▸ EXERCISE INSTRUCTIONS: Which lines of the data contain the string "instance"? Return each of them in full, treating uppercase and lowercase as different.
----
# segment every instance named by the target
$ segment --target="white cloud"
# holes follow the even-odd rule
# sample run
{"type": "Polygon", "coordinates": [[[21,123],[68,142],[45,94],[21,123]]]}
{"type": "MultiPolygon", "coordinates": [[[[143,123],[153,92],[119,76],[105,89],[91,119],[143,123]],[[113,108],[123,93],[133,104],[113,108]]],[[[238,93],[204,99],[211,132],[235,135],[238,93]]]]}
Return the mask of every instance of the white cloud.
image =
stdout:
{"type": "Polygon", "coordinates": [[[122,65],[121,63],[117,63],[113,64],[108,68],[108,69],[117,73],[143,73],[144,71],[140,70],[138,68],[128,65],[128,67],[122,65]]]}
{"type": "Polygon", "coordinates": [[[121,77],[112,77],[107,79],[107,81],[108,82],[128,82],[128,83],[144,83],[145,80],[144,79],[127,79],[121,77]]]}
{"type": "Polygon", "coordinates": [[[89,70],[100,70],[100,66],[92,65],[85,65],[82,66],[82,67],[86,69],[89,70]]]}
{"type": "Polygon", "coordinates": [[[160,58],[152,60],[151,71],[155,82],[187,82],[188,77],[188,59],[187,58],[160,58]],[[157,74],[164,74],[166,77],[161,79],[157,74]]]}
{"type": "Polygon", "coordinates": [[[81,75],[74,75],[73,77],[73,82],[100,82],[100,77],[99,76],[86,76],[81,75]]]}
----
▸ EXPECTED ANSWER:
# segment every instance named by the target
Return the mask of every instance of the white cloud.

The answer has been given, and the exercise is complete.